• [What is asked]
Turn part of the material below into a numbered list, starting with the line containing "of the jump" and running through the end of the material. Leave out any blank lines.

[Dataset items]
⟨
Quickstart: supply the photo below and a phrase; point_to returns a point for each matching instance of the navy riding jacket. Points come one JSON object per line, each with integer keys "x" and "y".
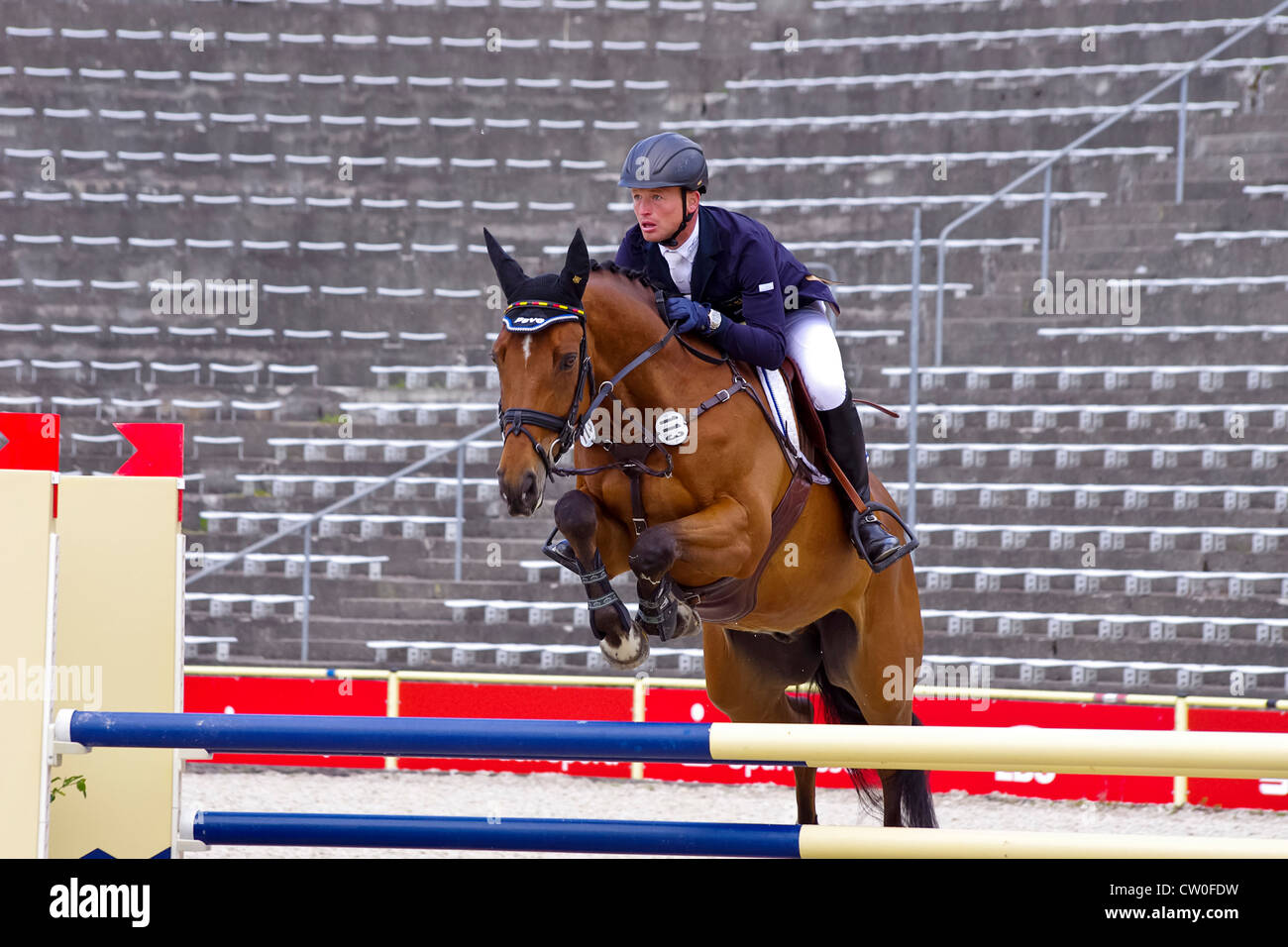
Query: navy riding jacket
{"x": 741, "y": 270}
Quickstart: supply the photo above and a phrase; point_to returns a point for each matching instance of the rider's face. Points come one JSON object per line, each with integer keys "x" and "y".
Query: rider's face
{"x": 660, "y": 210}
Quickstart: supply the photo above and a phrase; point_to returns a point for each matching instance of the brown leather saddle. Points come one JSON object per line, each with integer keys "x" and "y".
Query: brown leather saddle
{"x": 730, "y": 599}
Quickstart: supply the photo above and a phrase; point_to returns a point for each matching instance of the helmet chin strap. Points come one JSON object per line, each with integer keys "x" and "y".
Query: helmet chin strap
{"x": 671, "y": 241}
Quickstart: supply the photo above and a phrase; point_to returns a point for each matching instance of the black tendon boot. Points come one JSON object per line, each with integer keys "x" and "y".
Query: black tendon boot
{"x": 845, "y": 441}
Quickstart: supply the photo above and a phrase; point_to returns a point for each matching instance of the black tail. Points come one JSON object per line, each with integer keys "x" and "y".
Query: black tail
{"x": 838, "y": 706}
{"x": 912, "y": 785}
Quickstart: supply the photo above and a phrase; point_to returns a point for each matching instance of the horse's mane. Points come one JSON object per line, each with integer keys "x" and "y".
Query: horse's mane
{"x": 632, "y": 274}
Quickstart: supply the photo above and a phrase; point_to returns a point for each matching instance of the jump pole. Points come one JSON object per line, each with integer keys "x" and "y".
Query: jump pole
⟩
• [The reply]
1. Quickstart: supply the photo above and a phrase; point_to returns a point for each matching instance of the jump pole. Points come one JSON object per line, each with integer keys "x" and "y".
2. Query: jump pole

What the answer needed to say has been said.